Start Source material
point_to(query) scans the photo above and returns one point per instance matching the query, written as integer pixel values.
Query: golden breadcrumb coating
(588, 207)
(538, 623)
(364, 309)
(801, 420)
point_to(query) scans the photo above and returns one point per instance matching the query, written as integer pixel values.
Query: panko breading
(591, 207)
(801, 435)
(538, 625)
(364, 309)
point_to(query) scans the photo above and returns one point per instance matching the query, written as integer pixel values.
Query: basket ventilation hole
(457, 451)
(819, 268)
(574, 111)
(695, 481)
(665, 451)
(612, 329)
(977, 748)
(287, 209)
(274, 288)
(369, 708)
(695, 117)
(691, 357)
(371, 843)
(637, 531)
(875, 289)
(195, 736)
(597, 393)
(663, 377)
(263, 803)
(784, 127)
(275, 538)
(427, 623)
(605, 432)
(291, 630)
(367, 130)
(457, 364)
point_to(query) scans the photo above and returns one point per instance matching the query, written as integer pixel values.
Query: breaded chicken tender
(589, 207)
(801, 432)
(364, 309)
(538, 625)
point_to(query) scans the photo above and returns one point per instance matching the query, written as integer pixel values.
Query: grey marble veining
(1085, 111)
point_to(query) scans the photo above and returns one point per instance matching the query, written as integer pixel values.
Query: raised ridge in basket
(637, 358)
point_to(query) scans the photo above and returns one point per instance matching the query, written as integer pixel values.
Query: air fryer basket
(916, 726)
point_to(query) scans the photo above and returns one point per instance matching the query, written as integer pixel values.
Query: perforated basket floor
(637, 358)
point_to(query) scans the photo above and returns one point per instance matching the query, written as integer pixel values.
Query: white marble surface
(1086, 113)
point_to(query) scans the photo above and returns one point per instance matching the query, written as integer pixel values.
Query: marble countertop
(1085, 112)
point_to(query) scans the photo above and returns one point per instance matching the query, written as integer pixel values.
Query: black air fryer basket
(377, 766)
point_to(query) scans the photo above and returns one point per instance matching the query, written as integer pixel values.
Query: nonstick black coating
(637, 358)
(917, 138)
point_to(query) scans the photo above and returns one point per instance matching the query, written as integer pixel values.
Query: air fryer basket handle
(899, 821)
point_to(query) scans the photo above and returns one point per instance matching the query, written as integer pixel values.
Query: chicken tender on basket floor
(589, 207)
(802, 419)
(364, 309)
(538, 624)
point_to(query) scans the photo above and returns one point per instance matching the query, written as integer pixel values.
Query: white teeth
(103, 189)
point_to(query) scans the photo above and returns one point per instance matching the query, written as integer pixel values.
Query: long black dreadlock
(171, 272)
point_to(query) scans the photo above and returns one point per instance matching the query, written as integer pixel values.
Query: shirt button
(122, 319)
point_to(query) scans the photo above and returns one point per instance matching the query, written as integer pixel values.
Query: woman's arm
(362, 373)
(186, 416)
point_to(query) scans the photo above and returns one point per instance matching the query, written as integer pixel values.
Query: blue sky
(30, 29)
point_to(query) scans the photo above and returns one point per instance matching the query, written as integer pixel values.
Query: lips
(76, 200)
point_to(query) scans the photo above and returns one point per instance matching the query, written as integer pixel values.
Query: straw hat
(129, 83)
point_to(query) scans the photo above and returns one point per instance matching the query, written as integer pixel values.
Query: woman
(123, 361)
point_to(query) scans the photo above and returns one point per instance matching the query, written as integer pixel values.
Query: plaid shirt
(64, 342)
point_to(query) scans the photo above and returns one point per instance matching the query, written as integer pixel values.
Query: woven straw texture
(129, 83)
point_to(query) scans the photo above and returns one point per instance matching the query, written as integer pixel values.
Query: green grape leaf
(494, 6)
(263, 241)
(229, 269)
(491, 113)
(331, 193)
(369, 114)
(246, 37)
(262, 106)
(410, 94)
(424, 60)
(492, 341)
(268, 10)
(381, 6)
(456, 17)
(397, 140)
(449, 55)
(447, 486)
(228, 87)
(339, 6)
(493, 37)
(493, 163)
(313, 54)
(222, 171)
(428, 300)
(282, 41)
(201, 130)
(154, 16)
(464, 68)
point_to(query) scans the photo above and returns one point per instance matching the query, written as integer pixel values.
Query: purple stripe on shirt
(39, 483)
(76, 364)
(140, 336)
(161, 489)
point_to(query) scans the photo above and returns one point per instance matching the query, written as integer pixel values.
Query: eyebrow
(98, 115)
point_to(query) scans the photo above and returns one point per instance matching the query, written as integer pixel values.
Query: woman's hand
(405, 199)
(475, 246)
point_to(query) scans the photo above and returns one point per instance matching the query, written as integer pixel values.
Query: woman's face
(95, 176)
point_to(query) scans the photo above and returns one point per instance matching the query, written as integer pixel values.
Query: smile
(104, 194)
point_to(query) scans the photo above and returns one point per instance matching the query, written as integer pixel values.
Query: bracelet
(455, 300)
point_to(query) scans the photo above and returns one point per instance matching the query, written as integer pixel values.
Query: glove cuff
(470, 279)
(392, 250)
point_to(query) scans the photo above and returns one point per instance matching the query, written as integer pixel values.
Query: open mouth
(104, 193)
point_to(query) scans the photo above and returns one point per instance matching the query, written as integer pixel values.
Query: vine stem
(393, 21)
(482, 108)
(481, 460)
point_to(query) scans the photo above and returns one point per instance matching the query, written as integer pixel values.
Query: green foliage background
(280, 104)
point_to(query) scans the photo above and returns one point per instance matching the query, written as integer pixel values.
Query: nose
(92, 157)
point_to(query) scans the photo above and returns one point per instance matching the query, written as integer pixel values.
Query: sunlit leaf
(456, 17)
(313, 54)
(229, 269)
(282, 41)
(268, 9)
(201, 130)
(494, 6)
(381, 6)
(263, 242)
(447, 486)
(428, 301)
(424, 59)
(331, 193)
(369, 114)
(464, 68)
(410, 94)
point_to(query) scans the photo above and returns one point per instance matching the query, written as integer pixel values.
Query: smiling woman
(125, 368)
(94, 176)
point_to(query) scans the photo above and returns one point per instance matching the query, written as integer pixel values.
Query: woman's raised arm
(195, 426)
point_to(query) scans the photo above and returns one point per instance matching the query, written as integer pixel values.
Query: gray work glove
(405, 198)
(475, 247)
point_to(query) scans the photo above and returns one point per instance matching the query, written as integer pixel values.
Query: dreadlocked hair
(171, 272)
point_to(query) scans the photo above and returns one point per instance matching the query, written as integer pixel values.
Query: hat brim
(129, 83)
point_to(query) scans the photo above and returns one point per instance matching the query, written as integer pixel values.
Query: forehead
End Source material
**Given instruction**
Which lines of the material above contain the word "white"? Report each of them in full.

**Full response**
Query: white marble surface
Query: white teeth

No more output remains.